#### Passage extrait

Quant à Soso Maness, il incarne Marseille, l’intelligence des quartiers. J’aime la façon dont il s’exprime en interview et dont il représente les quartiers sans tomber dans la caricature. J’apprécie énormément Le Juiice, aussi. Nous avons fait des séances studio et participé à des événements ensemble. J’apprécie son franc-parler, son côté “trash talk”. Elle s’assume en tant que femme. Et ça, c’est respectable, car, dans presque toutes les sphères de la société, ce n’est pas facile de faire sa place en tant que femme.

Clip de Doria feat. Hatik : “Valhalla

iHH : Que signifie pour vous, Yves, le choix du Bataclan ?

YVES COLiN : Le Bataclan apporte un supplément de cette humanité qu’il faut continuer à faire vibrer partout et en particulier dans ce lieu. En outre, le “Bata” a joué un rôle dans l’histoire du hip-hop. S’y sont déroulés, au début des années 1980, les premiers événements hip-hop, les premières battles, la première tournée de hip-hop américain en France…

« La Nuit de la Rue, festival en soutien à la Fondation avec des rappeurs à l’affiche, l’abbé Pierre aurait adoré ça ! »

iHH : Comment avez-vous perçu l’incorporation, par Nekfeu dans un de ses titres, d’un extrait de discours de l’abbé Pierre ?

YVES COLiN : Formidable ! En intégrant le discours presque in extenso dans son morceau “Nique Les Clones Pt. II”, Nekfeu en a probablement fait plus qu’on ne fera jamais pour la mémoire de l’abbé Pierre auprès de la jeunesse. Grâce à lui, une grande partie des nouvelles générations connaît ce discours de l’abbé Pierre.

iHH : L’abbé Pierre est resté, jusqu’au bout, un être révolté, qui, aux antipodes de la langue de bois, dénonçait les injustices. Dans “Nique Les Clones Pt. II”, on l’entend déclarer, en direction des nantis qui n’agissent pas : “Les premiers violents, les provocateurs de toute violence, c’est vous (…) Au regard de Dieu, vous avez probablement plus de sang sur vos mains d’inconscients que n’en aura jamais le désespéré qui a pris des armes pour essayer de sortir de son désespoir”. Une belle audace !

#### Entrées fournies

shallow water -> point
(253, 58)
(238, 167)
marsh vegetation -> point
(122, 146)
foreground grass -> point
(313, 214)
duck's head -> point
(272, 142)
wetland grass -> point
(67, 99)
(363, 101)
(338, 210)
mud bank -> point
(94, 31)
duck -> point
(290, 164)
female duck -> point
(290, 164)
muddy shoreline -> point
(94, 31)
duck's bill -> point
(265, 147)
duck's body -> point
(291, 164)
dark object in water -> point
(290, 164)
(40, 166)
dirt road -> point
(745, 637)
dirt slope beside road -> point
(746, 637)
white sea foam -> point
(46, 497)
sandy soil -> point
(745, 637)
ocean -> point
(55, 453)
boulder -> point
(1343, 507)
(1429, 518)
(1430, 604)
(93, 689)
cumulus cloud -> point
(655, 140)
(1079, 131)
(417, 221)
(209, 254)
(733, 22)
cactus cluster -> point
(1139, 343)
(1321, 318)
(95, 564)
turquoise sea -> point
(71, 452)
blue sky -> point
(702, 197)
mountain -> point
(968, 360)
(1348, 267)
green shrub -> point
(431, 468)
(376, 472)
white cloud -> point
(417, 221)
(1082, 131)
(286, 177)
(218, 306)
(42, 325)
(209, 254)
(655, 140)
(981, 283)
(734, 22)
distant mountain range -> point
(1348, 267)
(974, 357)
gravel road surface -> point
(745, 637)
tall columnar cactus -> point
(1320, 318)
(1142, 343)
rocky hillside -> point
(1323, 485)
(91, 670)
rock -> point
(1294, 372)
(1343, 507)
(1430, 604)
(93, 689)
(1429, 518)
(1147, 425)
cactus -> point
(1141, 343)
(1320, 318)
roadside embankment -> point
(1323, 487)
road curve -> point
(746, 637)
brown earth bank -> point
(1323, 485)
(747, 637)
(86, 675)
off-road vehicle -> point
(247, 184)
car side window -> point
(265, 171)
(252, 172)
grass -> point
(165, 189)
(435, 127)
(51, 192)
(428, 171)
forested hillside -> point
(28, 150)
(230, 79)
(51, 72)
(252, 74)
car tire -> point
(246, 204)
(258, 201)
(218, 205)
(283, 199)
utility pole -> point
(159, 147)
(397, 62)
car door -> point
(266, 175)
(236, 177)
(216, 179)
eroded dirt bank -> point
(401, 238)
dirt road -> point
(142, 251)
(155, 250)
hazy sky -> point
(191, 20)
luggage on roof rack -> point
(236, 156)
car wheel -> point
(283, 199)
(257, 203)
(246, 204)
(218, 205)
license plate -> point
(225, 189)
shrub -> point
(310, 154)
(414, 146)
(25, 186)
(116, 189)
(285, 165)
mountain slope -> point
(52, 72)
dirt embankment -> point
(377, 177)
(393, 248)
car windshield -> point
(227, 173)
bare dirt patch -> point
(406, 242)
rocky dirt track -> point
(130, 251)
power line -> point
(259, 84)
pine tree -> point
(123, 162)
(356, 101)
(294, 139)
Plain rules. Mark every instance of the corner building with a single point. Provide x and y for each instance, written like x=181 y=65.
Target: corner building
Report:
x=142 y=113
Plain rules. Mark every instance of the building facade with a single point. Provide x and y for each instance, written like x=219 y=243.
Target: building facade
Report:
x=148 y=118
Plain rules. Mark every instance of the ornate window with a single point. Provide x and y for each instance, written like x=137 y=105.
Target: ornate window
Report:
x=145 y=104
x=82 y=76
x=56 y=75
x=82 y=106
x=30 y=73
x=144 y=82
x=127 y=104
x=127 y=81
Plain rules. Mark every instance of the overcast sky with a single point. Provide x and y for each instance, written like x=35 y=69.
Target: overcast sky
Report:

#### Exercices
**1)** Recopiez le passage de l'entretien qui commence par « Clip de Doria » et s'achève sur « de l’abbé Pierre ? », en substituant « Zénith » à « Bataclan ».
**2)** Répondez aux questions suivantes à l'aide de l'entretien :
(a) Selon Yves, à quelle époque les premiers événements hip-hop se sont-ils déroulés au Bataclan ?
(b) Dans quel morceau Nekfeu a-t-il intégré un discours de l'abbé Pierre ?
(c) Avec quelle artiste la personne qui s'exprime au début a-t-elle fait des séances studio ?
**3)** Prolongez l'entretien sur le hip-hop et l'abbé Pierre au-delà de sa dernière phrase.

#### Corrigé
**1)**
Clip de Doria feat. Hatik : “Valhalla

iHH : Que signifie pour vous, Yves, le choix du Zénith ?

YVES COLiN : Le Zénith apporte un supplément de cette humanité qu’il faut continuer à faire vibrer partout et en particulier dans ce lieu. En outre, le “Bata” a joué un rôle dans l’histoire du hip-hop. S’y sont déroulés, au début des années 1980, les premiers événements hip-hop, les premières battles, la première tournée de hip-hop américain en France…

« La Nuit de la Rue, festival en soutien à la Fondation avec des rappeurs à l’affiche, l’abbé Pierre aurait adoré ça ! »

iHH : Comment avez-vous perçu l’incorporation, par Nekfeu dans un de ses titres, d’un extrait de discours de l’abbé Pierre ?

**2)**
(a) Au début des années 1980.
(b) Dans « Nique Les Clones Pt. II ».
(c) Avec Le Juiice.

**3)**
YVES COLiN : Oui, la sensibilité de l’abbé Pierre à la misère et au malheur d’autrui ne s’est jamais émoussée. Jusqu’au bout, il est resté aux côtés des personnes en situation de précarité. Il ne cédait ni aux préjugés, ni aux pressions. Laurent Desmard, ancien secrétaire particulier de l’abbé Pierre et président d’honneur de la Fondation, a dit : “La Nuit de la Rue, festival en soutien à la Fondation avec des rappeurs à l’affiche, l’abbé Pierre aurait adoré ça !

Le discours de l’abbé Pierre repris dans “Nique Les Clones, Pt. II” de Nekfeu

iHH : Doria, un dernier mot, pour la route ?

DORiA : La lutte de l’Abbé Pierre et, aujourd’hui, de la Fondation, est encore terriblement actuelle. Tous les artistes qui se produisent ce week-end au Bataclan et, j’en suis sûre, la majeure partie des artistes hip-hop se reconnaissent dans ce que l’Abbé Pierre dénonçait, ainsi que dans sa façon de parler sans prendre de pincettes, comme beaucoup d’entre nous, artistes de rap, le faisons.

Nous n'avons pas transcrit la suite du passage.